> WORK ORDER: Each line of the material must be returned exactly.

**** DATA EXTRACTS

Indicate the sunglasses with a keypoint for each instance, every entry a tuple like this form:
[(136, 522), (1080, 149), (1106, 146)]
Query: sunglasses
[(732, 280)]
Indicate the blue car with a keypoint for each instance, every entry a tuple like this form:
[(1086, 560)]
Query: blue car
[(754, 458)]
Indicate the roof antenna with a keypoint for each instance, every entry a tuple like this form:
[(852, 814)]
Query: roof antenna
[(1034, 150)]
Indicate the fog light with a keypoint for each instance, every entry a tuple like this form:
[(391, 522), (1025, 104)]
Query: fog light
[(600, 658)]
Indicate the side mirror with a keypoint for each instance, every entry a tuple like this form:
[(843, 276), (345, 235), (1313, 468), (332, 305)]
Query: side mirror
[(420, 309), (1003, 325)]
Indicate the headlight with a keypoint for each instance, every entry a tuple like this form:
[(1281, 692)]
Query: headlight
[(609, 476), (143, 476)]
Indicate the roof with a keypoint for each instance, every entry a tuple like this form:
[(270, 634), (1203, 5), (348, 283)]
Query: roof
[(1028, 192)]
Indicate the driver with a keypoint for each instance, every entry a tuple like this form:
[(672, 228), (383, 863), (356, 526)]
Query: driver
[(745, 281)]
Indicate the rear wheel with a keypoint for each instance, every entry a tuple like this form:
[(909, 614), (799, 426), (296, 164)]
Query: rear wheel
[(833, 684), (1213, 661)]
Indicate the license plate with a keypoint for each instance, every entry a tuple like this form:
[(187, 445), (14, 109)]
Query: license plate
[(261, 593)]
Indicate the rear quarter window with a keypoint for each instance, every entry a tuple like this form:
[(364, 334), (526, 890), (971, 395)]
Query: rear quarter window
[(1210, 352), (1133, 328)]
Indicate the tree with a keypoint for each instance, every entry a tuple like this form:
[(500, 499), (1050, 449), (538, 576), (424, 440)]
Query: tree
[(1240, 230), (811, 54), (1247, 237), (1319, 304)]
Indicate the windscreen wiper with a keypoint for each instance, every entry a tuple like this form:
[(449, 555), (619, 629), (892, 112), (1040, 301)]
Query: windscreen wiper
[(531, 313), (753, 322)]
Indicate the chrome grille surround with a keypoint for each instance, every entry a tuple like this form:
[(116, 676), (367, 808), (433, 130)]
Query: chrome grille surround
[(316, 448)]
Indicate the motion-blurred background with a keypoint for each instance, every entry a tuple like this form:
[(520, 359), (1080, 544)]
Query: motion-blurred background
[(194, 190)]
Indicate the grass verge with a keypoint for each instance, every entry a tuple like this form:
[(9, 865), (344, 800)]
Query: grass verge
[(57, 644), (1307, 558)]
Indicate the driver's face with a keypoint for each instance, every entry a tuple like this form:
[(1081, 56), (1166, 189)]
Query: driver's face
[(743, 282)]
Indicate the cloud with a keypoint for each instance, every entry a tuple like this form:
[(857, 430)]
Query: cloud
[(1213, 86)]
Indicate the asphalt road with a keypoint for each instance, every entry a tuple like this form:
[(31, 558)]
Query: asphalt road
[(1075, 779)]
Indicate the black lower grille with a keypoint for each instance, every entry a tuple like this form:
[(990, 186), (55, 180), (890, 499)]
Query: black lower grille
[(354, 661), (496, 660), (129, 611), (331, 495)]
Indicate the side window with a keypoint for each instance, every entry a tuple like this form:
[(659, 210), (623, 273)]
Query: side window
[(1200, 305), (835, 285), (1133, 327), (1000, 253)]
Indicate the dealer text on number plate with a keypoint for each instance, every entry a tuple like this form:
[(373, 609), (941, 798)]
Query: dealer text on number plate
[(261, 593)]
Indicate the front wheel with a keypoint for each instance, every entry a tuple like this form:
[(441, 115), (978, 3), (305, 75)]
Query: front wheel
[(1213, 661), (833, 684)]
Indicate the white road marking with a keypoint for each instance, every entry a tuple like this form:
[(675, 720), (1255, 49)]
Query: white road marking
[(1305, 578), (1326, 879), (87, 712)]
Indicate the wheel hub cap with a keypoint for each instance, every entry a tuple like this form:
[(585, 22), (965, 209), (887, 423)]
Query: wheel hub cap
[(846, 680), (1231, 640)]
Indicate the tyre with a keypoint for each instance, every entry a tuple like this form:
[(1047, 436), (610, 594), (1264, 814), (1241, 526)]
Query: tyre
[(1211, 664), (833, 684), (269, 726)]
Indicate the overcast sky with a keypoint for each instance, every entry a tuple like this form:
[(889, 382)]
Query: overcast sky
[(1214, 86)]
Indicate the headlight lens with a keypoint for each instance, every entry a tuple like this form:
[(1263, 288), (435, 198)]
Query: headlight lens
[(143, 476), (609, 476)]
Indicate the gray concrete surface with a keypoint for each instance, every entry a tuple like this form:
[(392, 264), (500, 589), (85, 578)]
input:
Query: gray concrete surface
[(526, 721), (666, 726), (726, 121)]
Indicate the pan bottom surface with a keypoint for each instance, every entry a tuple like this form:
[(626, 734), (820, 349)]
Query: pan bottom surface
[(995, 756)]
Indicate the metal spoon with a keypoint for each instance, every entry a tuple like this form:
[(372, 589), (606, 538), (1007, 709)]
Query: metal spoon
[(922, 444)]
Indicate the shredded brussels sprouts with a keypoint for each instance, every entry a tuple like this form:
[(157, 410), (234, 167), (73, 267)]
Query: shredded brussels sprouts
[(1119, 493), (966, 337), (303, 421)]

********

> PROBLEM SOLUTION:
Indicate the sunglasses with a keypoint for each instance, every entry a tuple like this form:
[(136, 522), (1080, 149), (1106, 146)]
Query: sunglasses
[(732, 280)]
Indicate the blue car with a keypoint for each instance, every entry a tuple like this form:
[(1086, 560)]
Query: blue car
[(754, 458)]
Indicate the roof antenna with a keypoint for each instance, every entry a tuple like this form:
[(852, 814)]
Query: roof antenna
[(1034, 150)]
Indicate the fog light with a keypoint for each instance, every entry a tuple like this form:
[(391, 522), (1025, 104)]
Query: fog light
[(600, 658)]
Indicate the side mirror with a keypoint for each instance, every entry a tuple like this form:
[(843, 276), (345, 235), (1313, 468), (332, 305)]
Query: side mirror
[(420, 309), (1003, 325)]
Indicate the headlight with a keypoint for each instance, every entry a tuple like this form:
[(1281, 692)]
Query: headlight
[(609, 476), (143, 476)]
Indicate the roof with a keypoint for each instance, every entry a tuple like this form:
[(270, 634), (1203, 5), (348, 283)]
Query: roof
[(1028, 192)]
Indicate the driver with a keypoint for each instance, every entry a tuple like this form:
[(672, 228), (383, 863), (356, 526)]
Query: driver
[(745, 281)]
Indicate the rear wheel with a keypoint for each instance, every entry a tuple like this form:
[(909, 614), (799, 426), (296, 164)]
Query: rear wheel
[(833, 684), (1213, 661)]
Indicate the license plate with a keypoint for each instance, every entry a tuple like this form:
[(187, 445), (14, 109)]
Query: license plate
[(261, 593)]
Indicate the rear quarter window with a keypoint for each instance, every entry a tuple like this form:
[(364, 334), (526, 890), (971, 395)]
Query: rear quarter window
[(1210, 352), (1133, 328)]
Indicate the tree with a keypoint for each instance, every entry a tuple like this form:
[(500, 499), (1050, 449), (538, 576), (424, 440)]
Query: tree
[(1240, 230), (811, 54), (1247, 237), (1319, 304)]
Indicate the windscreen wiper with a keypoint for each instance, every entry a tuple like this form:
[(449, 555), (619, 629), (892, 112), (1040, 301)]
Query: windscreen wiper
[(531, 313), (753, 322)]
Indicate the chrome grille surround with a keypoint for each instance, every entry a tuple like this form:
[(116, 676), (367, 808), (433, 130)]
Query: chrome grille surround
[(316, 448)]
Indicate the motion-blurred background with a keypoint for each instance, every entry a tuple like this form:
[(520, 359), (1080, 544)]
Query: motion-blurred background
[(194, 190)]
Indicate the grass verge with a keypoint for each instance, every entry a tuple like this form:
[(9, 865), (344, 800)]
Query: grass verge
[(57, 644), (1307, 558)]
Indicate the driver's face with a keypoint for each instance, every entry a tuple like this form:
[(1081, 56), (1166, 189)]
Query: driver's face
[(743, 282)]
Indicate the cloud with a keypoint for each instance, every entry a tuple like this form:
[(857, 430)]
Query: cloud
[(1213, 86)]
Indicate the asphalt road with a keypoint for each instance, every entry a tuple like this form:
[(31, 558)]
Query: asphalt road
[(1075, 779)]
Indicate the black lower grille with a keypoint for each instance, every entry a tuple like this form:
[(990, 186), (55, 180), (890, 499)]
Query: black lower grille
[(354, 661), (496, 660), (129, 611), (331, 495)]
Indicate the side window with a keypoint for each instance, every entry a tuple like this form:
[(659, 210), (623, 273)]
Query: side window
[(1200, 305), (835, 285), (1133, 327), (1000, 253)]
Indicate the dealer text on number plate with a keypoint for each instance, every entry a tuple like this form:
[(373, 609), (941, 798)]
Query: dealer text on number plate
[(261, 593)]
Indicate the front wheel with a keypoint for each instance, every entry a tuple like this form:
[(441, 115), (978, 3), (305, 75)]
Query: front wheel
[(1213, 661), (833, 684)]
Indicate the white road marking with a keypoint for each instance, every entry a tuple like this form:
[(675, 720), (1255, 49)]
Query: white road marking
[(1305, 578), (1326, 879), (87, 712)]
Indicate the wheel hub cap with a keypoint for each instance, every entry a tuple like this form:
[(585, 22), (965, 209), (887, 423)]
Query: wheel hub cap
[(846, 680), (1231, 640)]
Indicate the tyre with a keypoint for each instance, every entry a tuple like this form:
[(1047, 436), (610, 594), (1264, 814), (1241, 526)]
Query: tyre
[(1211, 664), (833, 684), (269, 726)]
Indicate the overcast sky with a keypoint for each instance, every entry a tuple like this form:
[(889, 382)]
Query: overcast sky
[(1214, 86)]
Indicate the headlight lens with a keypoint for each instance, every entry a tuple like this form:
[(1263, 288), (435, 198)]
Query: headlight lens
[(143, 476), (609, 476)]
Indicate the gray concrete surface with a keypoint for each instance, every entry a tuple like this form:
[(392, 264), (500, 589), (85, 578)]
input:
Query: gray concrete surface
[(526, 721), (666, 726), (726, 121)]
Indicate the pan bottom surface with a keypoint for each instance, every entry a tuple like this form:
[(626, 734), (820, 349)]
Query: pan bottom surface
[(995, 756)]
Indicate the metal spoon with a keypoint for each instance, every entry a tuple like this form:
[(372, 589), (606, 538), (1007, 709)]
Query: metal spoon
[(922, 444)]
Indicate the shredded brussels sprouts with a keypoint for each instance, every entry a tuple like this form:
[(157, 410), (234, 167), (73, 267)]
Query: shredded brussels sprouts
[(1119, 493), (966, 337), (303, 421)]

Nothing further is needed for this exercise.